** Data under study follows **
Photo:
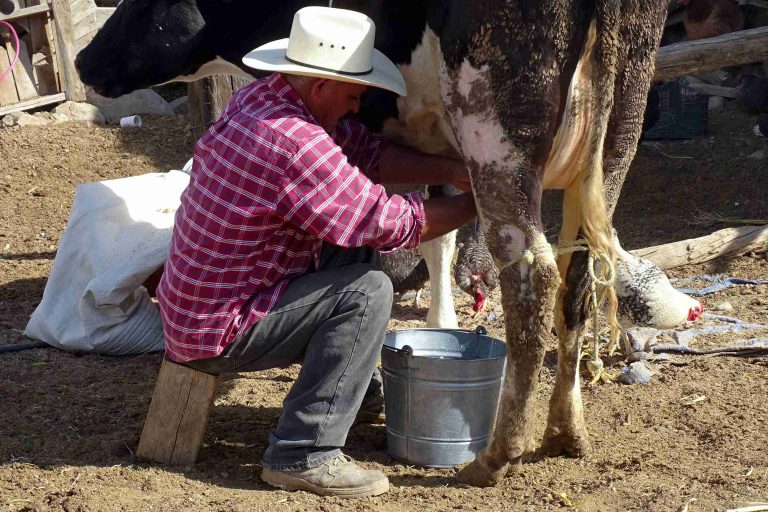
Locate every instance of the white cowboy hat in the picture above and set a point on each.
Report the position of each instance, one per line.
(330, 43)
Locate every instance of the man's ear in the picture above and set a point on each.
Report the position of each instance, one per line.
(318, 87)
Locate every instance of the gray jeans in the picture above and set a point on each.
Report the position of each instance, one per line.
(333, 321)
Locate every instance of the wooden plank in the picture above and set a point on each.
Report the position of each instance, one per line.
(22, 72)
(731, 49)
(8, 94)
(53, 56)
(45, 77)
(102, 13)
(24, 12)
(726, 242)
(173, 431)
(62, 20)
(30, 104)
(709, 89)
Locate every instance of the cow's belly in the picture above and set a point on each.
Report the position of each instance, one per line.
(424, 124)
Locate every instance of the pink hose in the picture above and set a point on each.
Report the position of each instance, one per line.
(16, 55)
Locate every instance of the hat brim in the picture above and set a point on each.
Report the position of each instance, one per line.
(271, 57)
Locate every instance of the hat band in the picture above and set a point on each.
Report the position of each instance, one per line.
(351, 73)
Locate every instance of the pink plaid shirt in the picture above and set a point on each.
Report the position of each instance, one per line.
(267, 187)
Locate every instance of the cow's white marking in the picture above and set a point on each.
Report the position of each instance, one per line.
(481, 136)
(217, 66)
(423, 124)
(422, 121)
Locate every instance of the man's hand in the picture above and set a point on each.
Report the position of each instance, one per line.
(402, 166)
(445, 214)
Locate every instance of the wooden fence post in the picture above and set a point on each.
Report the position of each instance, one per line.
(65, 47)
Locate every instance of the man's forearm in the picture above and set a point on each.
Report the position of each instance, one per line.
(443, 215)
(402, 166)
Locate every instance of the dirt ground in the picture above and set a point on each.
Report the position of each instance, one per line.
(69, 423)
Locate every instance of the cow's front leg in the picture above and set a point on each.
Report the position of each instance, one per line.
(529, 282)
(438, 254)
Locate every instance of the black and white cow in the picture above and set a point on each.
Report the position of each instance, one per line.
(531, 94)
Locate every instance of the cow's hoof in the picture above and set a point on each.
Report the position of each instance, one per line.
(564, 444)
(478, 475)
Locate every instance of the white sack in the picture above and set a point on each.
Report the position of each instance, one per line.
(117, 235)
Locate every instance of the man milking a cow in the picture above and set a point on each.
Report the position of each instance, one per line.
(273, 259)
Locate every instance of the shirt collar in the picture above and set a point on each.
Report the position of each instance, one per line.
(285, 91)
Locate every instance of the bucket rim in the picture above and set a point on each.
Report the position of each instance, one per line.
(478, 331)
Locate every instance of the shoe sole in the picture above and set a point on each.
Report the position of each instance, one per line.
(289, 483)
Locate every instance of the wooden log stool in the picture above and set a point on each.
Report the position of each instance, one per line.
(173, 431)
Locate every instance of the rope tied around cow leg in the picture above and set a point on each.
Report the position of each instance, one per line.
(605, 276)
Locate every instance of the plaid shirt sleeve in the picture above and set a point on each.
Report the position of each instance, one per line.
(323, 194)
(361, 147)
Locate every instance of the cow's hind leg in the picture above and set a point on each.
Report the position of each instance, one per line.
(438, 254)
(529, 283)
(566, 432)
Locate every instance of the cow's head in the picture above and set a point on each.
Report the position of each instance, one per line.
(143, 43)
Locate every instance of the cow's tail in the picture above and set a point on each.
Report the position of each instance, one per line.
(578, 150)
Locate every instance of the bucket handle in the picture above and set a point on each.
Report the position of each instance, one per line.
(482, 331)
(406, 358)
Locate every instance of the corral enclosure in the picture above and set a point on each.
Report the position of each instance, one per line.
(692, 439)
(70, 424)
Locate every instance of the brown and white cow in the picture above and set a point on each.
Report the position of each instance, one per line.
(531, 94)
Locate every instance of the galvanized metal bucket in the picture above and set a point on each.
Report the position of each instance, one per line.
(441, 391)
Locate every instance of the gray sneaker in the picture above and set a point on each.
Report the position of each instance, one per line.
(337, 477)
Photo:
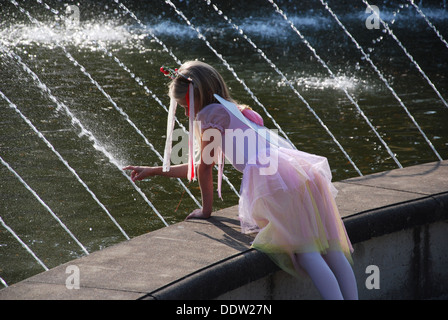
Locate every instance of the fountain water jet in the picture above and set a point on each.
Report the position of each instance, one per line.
(50, 146)
(380, 75)
(241, 32)
(84, 131)
(44, 205)
(276, 7)
(392, 34)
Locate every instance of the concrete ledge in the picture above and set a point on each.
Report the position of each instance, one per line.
(401, 212)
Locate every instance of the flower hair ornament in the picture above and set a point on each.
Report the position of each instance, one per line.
(173, 74)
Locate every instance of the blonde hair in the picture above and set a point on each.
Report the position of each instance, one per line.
(207, 81)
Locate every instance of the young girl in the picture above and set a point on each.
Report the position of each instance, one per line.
(291, 206)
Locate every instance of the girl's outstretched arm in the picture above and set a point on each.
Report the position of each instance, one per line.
(139, 172)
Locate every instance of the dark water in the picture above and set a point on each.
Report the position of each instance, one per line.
(105, 23)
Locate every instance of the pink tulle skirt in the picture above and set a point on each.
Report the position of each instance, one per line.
(292, 210)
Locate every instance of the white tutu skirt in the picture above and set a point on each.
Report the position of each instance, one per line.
(292, 210)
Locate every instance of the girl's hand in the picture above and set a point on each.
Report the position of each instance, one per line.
(198, 214)
(139, 173)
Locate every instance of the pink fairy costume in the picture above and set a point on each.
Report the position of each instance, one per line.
(286, 195)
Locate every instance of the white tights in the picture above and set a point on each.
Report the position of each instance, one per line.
(331, 273)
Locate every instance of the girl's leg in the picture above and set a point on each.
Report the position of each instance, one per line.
(343, 271)
(321, 275)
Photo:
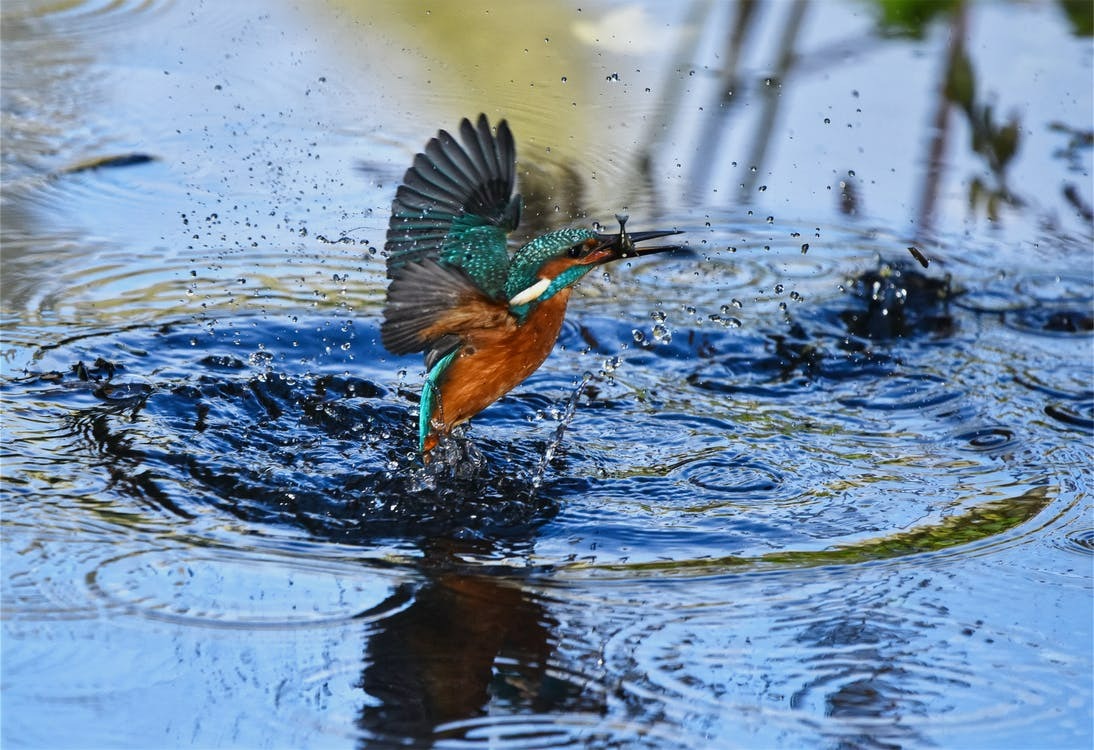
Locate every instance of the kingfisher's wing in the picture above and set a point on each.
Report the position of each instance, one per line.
(456, 206)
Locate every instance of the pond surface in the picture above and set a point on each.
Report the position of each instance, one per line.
(793, 491)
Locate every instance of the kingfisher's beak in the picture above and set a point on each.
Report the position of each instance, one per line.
(625, 244)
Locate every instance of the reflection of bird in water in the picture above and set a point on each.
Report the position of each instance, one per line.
(484, 318)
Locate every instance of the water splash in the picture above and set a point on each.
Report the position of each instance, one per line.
(571, 408)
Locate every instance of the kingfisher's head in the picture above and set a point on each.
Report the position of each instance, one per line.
(557, 260)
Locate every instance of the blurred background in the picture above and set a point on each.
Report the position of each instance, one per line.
(813, 491)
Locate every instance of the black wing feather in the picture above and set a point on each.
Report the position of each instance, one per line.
(421, 293)
(453, 179)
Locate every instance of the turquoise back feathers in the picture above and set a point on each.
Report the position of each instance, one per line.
(456, 204)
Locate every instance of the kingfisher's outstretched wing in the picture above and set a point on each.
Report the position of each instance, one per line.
(456, 206)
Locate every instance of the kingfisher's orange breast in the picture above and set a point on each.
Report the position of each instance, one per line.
(493, 361)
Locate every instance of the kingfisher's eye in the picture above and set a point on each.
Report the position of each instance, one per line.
(582, 249)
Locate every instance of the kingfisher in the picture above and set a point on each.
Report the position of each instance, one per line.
(485, 317)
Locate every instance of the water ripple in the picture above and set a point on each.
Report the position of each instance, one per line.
(223, 588)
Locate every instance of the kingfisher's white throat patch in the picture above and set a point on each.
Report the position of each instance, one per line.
(531, 294)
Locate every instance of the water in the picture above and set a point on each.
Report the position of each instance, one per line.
(796, 491)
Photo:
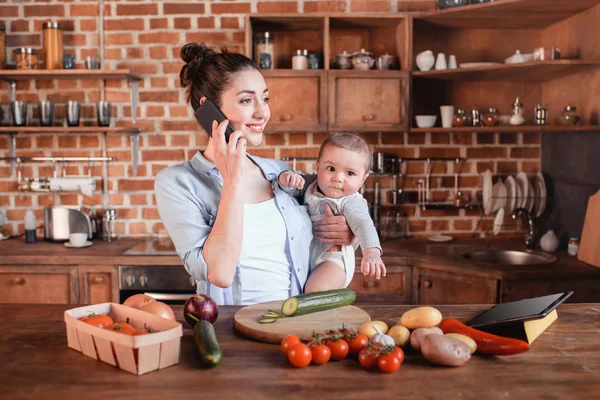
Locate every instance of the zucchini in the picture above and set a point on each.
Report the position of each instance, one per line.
(207, 344)
(317, 301)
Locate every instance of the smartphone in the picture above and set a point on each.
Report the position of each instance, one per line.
(209, 112)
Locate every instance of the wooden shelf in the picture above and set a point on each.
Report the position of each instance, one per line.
(13, 74)
(534, 71)
(64, 129)
(507, 14)
(511, 128)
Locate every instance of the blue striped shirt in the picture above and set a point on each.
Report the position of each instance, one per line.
(188, 196)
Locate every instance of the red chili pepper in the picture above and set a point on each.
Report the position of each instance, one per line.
(486, 342)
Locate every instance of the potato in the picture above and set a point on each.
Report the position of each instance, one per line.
(401, 335)
(445, 350)
(421, 317)
(418, 334)
(466, 340)
(367, 328)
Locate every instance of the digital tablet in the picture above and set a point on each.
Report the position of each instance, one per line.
(519, 311)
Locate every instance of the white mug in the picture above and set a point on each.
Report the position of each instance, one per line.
(440, 62)
(447, 115)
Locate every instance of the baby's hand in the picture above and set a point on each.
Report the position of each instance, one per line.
(291, 179)
(372, 264)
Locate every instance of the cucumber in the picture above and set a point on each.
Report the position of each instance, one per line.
(207, 344)
(317, 301)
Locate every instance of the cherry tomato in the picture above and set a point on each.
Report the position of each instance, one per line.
(388, 363)
(367, 358)
(320, 354)
(99, 320)
(299, 355)
(288, 342)
(339, 349)
(358, 343)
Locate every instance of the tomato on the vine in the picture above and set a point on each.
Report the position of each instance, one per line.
(288, 342)
(339, 349)
(320, 354)
(358, 343)
(367, 358)
(388, 362)
(299, 355)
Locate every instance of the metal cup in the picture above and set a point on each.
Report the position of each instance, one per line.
(19, 112)
(103, 113)
(73, 108)
(46, 112)
(91, 63)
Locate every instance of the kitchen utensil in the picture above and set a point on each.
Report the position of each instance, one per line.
(245, 321)
(73, 109)
(103, 113)
(425, 121)
(447, 113)
(18, 110)
(589, 251)
(46, 112)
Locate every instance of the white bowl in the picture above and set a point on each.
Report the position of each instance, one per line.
(425, 121)
(78, 239)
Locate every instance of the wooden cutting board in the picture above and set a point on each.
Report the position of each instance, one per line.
(589, 247)
(245, 321)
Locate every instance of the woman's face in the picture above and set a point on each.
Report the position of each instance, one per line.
(246, 104)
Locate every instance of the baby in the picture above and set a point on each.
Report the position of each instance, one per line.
(342, 168)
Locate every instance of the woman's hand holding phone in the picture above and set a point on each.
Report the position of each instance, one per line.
(230, 156)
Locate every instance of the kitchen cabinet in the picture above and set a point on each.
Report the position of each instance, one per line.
(368, 100)
(98, 284)
(298, 100)
(438, 287)
(394, 288)
(37, 284)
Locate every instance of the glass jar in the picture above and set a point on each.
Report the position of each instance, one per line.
(491, 117)
(264, 50)
(26, 58)
(573, 246)
(460, 118)
(53, 45)
(2, 46)
(569, 116)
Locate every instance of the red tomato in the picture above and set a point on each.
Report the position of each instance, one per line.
(339, 349)
(299, 355)
(288, 342)
(320, 354)
(367, 358)
(99, 320)
(358, 343)
(388, 363)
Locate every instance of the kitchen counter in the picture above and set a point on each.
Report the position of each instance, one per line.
(35, 362)
(441, 256)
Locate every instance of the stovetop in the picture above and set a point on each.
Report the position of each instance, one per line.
(152, 247)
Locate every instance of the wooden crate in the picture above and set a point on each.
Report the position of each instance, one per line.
(135, 354)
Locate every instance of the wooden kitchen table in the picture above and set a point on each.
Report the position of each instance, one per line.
(35, 363)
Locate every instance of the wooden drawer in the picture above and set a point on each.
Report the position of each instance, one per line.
(44, 285)
(394, 288)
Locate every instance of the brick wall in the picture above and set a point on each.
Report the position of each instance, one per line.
(146, 36)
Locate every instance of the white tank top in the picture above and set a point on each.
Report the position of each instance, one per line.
(264, 267)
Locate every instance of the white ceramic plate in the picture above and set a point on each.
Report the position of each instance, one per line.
(498, 221)
(511, 194)
(86, 244)
(523, 184)
(440, 238)
(487, 192)
(478, 64)
(541, 194)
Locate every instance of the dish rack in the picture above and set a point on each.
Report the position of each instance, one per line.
(135, 354)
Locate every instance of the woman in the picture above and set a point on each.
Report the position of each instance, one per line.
(242, 238)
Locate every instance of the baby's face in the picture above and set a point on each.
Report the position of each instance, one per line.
(341, 172)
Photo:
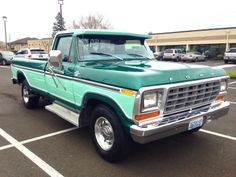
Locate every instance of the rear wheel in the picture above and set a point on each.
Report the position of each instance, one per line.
(29, 99)
(108, 136)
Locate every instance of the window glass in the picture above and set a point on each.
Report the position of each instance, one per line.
(36, 51)
(63, 45)
(168, 51)
(104, 47)
(24, 51)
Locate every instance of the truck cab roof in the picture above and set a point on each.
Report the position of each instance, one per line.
(78, 32)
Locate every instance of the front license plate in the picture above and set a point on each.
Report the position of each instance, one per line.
(195, 123)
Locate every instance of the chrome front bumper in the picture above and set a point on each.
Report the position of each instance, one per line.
(152, 132)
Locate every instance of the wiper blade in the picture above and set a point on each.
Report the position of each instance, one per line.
(138, 55)
(107, 54)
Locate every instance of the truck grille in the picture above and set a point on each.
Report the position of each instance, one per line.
(189, 96)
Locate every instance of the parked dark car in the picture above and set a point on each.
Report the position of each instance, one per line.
(5, 57)
(158, 55)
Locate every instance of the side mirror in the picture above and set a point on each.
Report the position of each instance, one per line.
(55, 58)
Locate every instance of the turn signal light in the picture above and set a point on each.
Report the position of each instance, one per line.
(220, 97)
(147, 115)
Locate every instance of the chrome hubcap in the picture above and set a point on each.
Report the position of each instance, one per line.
(104, 133)
(25, 94)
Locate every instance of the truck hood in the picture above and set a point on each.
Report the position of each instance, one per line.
(135, 74)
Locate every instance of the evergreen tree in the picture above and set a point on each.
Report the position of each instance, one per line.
(59, 25)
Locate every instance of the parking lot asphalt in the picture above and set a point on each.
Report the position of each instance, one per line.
(42, 144)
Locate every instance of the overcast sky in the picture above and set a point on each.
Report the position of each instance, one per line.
(34, 18)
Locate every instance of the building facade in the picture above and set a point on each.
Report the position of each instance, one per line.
(215, 41)
(44, 44)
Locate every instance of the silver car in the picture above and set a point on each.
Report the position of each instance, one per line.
(5, 57)
(230, 56)
(173, 54)
(32, 53)
(193, 56)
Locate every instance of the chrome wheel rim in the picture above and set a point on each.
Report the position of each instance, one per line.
(104, 133)
(26, 94)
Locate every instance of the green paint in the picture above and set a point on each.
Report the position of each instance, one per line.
(131, 74)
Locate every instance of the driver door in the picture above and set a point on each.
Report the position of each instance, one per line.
(59, 84)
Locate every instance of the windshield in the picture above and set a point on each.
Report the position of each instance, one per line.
(37, 51)
(105, 47)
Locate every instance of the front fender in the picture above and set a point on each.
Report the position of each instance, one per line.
(104, 99)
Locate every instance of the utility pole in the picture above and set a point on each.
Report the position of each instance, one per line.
(61, 2)
(5, 20)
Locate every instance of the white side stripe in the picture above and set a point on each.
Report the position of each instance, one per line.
(218, 134)
(225, 66)
(234, 82)
(34, 158)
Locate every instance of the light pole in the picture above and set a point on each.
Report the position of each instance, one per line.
(5, 20)
(61, 2)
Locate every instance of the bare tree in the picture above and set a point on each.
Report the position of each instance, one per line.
(92, 21)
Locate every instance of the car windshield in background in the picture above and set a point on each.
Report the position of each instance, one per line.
(107, 47)
(232, 51)
(168, 51)
(37, 52)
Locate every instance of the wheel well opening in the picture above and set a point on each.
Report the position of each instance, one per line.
(87, 110)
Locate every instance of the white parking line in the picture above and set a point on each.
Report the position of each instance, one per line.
(225, 66)
(218, 134)
(39, 138)
(4, 66)
(33, 157)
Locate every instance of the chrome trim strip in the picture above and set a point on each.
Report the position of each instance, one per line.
(153, 132)
(27, 68)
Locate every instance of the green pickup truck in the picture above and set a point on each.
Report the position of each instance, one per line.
(110, 82)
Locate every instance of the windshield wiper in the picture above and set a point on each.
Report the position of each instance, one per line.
(107, 54)
(138, 55)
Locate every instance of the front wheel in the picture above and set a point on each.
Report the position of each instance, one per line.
(29, 99)
(108, 136)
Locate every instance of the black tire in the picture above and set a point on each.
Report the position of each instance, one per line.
(119, 141)
(29, 99)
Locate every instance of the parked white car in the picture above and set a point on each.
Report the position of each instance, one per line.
(173, 54)
(230, 56)
(32, 53)
(193, 56)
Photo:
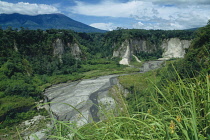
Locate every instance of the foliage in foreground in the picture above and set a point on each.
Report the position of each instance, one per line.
(180, 110)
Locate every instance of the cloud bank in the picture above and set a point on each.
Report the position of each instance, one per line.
(26, 8)
(154, 14)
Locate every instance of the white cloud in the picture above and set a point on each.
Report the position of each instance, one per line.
(26, 8)
(104, 26)
(155, 14)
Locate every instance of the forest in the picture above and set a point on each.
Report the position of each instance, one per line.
(28, 64)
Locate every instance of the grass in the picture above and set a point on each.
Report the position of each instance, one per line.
(176, 110)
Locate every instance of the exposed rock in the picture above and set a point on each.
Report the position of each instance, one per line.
(75, 50)
(58, 50)
(77, 101)
(127, 57)
(174, 47)
(15, 46)
(151, 65)
(137, 59)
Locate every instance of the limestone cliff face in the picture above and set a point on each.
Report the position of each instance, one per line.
(172, 48)
(129, 47)
(75, 50)
(59, 48)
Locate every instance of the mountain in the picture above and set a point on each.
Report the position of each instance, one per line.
(45, 21)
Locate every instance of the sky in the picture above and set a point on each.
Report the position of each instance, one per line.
(128, 14)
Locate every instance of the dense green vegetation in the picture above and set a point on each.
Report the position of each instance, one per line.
(169, 103)
(29, 64)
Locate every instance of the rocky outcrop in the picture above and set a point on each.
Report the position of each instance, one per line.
(75, 50)
(129, 47)
(59, 48)
(172, 48)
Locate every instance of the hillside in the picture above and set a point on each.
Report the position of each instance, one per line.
(45, 21)
(32, 60)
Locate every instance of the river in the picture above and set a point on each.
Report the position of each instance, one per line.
(79, 101)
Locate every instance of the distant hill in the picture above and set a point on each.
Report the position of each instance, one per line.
(45, 21)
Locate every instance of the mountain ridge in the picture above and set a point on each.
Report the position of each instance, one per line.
(44, 21)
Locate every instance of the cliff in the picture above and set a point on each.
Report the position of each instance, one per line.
(59, 48)
(171, 48)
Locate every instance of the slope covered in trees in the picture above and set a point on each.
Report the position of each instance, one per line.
(29, 64)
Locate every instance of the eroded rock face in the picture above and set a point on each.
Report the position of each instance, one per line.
(58, 48)
(174, 47)
(68, 99)
(75, 50)
(130, 47)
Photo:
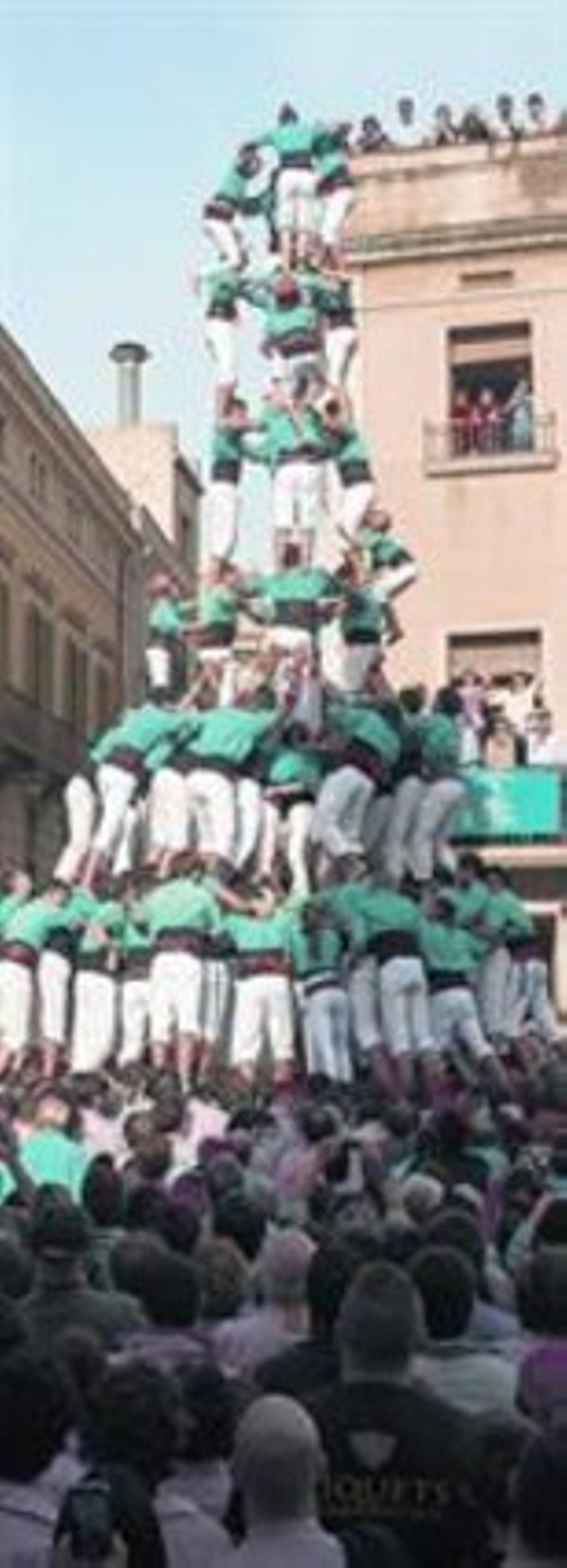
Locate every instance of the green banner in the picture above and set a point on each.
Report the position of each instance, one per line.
(511, 803)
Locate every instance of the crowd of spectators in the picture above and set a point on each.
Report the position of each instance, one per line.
** End of Data under study **
**Exercise objective:** An exact, complete copy of the lines above from the one with "Locate every instance of the glass" through the one with "Locate every instance of the wooden kitchen" is the whole answer.

**Your response:**
Locate every instance of the glass jar in the picture above and set a point on each.
Report the position of each instance, one per line.
(491, 117)
(264, 50)
(26, 58)
(573, 246)
(460, 118)
(53, 45)
(2, 46)
(569, 116)
Locate every instance of the red tomato in the picture above and set a point on each.
Report the position of each instance, one per line.
(339, 349)
(299, 355)
(288, 342)
(320, 354)
(367, 358)
(99, 320)
(358, 343)
(388, 363)
Locate every instance of the kitchen counter in the picture above and set a point on each.
Report the position of each instance, one per line.
(35, 362)
(441, 256)
Locate every instance of the stovetop in the picture above and set a point on each.
Report the position of each instance, one per line.
(152, 247)
Locate every instance of the wooden crate in the picture above and set a point on each.
Report the position of each instance, one per line.
(135, 354)
Locate every instance of the wooden kitchen table in the picture above and set a point on each.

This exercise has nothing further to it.